### What to produce
Please pick out and copy every line below that contains the word "space".
###
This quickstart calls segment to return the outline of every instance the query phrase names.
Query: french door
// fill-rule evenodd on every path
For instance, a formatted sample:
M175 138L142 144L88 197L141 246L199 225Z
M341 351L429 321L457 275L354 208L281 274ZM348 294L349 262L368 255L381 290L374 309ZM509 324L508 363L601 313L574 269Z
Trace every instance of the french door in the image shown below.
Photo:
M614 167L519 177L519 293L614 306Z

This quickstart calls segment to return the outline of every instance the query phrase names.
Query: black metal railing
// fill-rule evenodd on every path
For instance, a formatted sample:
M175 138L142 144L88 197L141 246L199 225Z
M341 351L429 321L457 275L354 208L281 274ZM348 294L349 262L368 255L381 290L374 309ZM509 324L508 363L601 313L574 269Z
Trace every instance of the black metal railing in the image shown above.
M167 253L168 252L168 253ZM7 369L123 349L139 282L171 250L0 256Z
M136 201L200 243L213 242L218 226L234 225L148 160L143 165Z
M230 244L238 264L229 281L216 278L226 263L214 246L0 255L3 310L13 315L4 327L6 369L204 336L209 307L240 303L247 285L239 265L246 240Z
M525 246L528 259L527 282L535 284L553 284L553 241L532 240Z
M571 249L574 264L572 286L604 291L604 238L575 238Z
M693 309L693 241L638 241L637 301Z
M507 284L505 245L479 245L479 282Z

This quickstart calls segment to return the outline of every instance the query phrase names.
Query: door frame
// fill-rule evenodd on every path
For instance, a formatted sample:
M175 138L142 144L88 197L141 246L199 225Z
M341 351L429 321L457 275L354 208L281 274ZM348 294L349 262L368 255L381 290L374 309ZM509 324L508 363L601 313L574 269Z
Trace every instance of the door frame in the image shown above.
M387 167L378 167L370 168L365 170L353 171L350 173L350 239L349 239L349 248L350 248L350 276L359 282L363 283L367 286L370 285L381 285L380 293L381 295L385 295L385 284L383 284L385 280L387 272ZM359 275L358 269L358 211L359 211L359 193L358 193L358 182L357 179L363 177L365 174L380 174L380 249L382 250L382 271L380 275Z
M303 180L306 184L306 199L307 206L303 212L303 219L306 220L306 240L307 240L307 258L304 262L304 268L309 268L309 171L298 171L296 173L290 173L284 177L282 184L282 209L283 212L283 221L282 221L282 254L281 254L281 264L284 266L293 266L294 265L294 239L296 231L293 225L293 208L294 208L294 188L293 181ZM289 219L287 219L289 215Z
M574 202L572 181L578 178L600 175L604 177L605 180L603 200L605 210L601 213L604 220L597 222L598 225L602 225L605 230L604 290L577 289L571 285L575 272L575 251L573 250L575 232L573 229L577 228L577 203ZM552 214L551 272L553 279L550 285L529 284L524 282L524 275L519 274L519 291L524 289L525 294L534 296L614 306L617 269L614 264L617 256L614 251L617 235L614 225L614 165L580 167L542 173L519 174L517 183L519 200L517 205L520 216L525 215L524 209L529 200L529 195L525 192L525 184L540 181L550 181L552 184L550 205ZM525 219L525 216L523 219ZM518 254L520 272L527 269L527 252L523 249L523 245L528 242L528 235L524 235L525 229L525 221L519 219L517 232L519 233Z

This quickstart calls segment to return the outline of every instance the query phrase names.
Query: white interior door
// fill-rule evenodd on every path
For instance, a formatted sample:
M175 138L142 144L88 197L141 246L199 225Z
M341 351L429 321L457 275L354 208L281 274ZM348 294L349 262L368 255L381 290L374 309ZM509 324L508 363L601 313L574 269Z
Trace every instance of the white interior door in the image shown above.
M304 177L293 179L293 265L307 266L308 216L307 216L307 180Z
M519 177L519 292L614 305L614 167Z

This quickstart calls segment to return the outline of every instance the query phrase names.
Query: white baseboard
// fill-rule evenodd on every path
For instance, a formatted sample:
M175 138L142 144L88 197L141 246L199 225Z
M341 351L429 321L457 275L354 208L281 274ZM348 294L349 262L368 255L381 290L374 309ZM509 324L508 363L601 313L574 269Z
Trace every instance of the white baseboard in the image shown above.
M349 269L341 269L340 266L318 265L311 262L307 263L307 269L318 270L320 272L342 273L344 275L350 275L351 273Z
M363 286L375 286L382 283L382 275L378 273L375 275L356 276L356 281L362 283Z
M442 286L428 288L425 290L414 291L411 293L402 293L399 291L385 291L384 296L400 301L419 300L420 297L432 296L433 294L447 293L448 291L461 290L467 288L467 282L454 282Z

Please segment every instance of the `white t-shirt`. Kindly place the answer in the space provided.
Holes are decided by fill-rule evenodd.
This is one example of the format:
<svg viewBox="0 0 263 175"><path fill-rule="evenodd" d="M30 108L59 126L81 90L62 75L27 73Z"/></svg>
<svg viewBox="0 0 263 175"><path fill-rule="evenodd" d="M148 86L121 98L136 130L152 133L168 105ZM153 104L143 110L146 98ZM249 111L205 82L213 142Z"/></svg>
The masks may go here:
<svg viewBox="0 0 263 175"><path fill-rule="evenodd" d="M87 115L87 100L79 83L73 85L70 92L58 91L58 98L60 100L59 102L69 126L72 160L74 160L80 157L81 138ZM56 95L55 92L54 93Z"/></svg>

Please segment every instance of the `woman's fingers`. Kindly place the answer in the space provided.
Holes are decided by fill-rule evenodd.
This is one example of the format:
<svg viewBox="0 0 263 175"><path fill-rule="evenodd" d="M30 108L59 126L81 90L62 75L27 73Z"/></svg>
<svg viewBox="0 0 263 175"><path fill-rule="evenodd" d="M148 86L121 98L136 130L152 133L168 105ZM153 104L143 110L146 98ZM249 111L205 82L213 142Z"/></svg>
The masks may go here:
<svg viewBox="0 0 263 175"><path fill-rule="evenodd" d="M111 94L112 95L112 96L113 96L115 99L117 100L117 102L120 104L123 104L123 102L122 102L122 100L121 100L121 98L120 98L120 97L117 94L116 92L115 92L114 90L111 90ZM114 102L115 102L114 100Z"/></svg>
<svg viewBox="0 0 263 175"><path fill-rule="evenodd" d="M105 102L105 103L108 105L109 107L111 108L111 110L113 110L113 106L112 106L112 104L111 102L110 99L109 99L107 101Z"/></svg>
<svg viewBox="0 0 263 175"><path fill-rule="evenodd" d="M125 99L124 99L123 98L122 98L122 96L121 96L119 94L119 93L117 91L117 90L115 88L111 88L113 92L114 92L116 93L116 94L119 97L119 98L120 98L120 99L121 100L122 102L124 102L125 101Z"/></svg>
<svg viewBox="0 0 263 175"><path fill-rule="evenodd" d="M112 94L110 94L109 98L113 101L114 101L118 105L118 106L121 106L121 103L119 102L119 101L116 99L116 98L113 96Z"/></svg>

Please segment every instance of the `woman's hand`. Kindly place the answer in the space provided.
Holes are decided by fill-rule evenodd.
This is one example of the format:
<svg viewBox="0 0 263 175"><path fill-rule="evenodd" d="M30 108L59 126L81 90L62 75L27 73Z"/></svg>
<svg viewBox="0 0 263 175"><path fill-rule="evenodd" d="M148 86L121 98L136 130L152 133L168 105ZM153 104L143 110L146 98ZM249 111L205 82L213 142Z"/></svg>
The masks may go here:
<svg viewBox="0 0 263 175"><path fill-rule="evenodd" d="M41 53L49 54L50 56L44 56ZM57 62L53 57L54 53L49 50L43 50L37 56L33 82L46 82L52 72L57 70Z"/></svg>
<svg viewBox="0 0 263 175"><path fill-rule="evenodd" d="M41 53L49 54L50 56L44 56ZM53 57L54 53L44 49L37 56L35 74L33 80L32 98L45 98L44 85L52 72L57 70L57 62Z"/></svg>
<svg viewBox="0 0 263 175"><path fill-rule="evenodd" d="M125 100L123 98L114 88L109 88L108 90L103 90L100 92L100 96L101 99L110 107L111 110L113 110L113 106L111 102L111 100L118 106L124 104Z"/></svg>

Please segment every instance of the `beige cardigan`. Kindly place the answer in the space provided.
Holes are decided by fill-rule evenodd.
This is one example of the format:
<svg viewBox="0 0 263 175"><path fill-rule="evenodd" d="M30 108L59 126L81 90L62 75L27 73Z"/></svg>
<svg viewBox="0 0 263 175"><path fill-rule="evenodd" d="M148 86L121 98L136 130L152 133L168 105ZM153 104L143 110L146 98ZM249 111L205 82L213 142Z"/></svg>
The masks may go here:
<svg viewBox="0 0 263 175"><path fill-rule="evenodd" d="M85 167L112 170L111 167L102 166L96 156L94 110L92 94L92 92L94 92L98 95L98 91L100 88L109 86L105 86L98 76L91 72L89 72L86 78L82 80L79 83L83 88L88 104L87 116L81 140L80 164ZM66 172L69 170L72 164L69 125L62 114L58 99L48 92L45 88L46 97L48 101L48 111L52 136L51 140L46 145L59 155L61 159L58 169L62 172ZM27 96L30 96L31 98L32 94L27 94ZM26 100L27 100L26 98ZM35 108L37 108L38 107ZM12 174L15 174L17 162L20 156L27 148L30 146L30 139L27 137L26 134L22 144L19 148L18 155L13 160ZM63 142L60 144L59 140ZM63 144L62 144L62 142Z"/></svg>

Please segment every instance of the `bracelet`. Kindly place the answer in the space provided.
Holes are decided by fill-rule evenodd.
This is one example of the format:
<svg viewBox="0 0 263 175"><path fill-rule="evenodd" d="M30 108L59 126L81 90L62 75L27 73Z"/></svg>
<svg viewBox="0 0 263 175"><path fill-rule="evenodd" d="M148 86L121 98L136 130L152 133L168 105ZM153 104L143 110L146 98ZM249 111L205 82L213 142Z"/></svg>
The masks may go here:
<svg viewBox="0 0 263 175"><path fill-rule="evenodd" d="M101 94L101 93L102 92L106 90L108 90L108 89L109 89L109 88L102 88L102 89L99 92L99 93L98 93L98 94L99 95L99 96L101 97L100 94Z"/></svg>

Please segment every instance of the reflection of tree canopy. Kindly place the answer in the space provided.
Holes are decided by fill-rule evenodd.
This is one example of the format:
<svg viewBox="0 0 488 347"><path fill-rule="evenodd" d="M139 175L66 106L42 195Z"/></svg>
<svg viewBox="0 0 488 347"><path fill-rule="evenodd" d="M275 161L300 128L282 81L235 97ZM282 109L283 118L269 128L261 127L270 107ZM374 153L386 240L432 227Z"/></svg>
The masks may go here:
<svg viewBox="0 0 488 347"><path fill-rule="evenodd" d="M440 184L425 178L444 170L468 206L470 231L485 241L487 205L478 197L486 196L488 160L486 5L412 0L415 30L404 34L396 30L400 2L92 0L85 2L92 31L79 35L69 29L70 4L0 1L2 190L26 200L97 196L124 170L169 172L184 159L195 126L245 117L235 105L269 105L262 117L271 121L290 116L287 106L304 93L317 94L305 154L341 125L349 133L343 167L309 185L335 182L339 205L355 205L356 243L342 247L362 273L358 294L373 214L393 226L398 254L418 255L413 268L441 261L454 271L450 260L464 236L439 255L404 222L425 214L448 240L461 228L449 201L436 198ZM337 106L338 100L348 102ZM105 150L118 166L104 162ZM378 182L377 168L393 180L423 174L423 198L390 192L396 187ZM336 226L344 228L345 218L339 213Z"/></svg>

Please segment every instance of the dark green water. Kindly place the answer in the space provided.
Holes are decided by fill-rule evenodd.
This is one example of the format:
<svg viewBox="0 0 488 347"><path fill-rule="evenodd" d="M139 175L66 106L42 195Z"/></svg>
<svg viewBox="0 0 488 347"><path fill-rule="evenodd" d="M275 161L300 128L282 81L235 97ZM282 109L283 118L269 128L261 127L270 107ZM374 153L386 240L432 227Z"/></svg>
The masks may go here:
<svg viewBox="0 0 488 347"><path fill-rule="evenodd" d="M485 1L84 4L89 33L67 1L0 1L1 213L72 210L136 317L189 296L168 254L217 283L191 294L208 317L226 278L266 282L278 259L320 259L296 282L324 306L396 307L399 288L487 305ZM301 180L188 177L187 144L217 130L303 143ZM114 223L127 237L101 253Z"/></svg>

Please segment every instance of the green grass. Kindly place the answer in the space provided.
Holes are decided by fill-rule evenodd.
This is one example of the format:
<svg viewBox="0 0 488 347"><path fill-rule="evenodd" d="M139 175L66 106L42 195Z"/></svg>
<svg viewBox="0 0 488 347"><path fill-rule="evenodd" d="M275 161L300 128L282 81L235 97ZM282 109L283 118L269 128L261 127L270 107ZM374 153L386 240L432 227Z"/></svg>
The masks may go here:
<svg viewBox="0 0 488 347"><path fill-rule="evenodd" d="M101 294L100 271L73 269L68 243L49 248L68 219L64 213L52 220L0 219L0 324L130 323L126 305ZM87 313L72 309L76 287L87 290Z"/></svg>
###
### Correct answer
Please segment every instance of the `white t-shirt`. Kindly place the answer in the space provided.
Please segment every instance of the `woman's fingers`. Kindly place the answer in the space provided.
Please segment every instance of the `woman's hand`. Kindly place the answer in the space provided.
Please segment every instance of the `beige cardigan`. Kindly place the answer in the space provided.
Please segment every instance of the `bracelet`. Kindly place the answer in the space provided.
Please segment every instance of the reflection of tree canopy. Kindly place the answer in the space provided.
Please segment every instance of the dark green water. Kindly place the answer in the space provided.
Please segment every instance of the green grass. Kindly place the answer in the space provided.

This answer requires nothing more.